- [Supplied information]:
▼
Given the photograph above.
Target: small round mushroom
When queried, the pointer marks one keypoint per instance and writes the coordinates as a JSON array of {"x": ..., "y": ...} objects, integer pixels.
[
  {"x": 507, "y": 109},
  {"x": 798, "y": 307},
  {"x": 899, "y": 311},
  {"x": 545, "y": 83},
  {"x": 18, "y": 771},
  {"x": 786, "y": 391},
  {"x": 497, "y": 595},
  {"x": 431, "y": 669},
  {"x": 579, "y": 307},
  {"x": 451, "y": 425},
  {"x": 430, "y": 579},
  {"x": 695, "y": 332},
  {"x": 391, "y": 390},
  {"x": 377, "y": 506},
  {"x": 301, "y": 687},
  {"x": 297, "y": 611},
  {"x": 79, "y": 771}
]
▲
▼
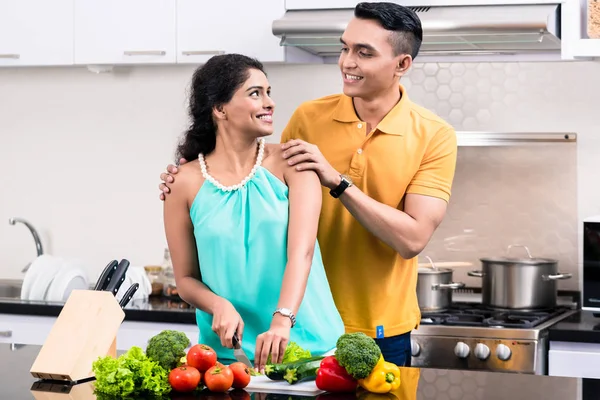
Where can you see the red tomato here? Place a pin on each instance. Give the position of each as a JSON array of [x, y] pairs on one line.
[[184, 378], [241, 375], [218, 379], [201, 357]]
▲
▼
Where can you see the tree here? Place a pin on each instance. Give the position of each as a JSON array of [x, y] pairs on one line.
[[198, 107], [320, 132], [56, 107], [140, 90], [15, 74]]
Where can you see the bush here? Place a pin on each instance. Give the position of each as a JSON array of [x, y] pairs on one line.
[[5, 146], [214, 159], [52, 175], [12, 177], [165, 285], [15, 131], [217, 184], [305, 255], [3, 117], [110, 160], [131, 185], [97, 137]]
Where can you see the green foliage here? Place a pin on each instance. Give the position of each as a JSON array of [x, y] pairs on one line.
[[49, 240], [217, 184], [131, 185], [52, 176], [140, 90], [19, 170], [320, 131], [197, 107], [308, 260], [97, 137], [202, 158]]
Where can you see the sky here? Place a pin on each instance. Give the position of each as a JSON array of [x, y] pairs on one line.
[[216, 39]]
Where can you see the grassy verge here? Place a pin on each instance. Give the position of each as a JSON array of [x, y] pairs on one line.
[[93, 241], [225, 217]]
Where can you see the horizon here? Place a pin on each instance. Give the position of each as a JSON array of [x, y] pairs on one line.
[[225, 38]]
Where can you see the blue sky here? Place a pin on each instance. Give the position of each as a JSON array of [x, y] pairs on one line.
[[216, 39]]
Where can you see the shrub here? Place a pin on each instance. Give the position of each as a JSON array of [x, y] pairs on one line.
▲
What is needed is a verbatim copy of every line in the records above from the one containing "Where can you see the blue" down to the one containing "Where can you see the shrub", both included, and nothing more.

- [Response to this task]:
Where can you see the blue sky here? Place a pin on each instance. Give the position of each as a JSON array of [x, y] pairs on one line.
[[216, 39]]
Where can you see the shrub here? Place a pin on each instance. Give the position of each as a JSON array of [x, y] pairs on one line.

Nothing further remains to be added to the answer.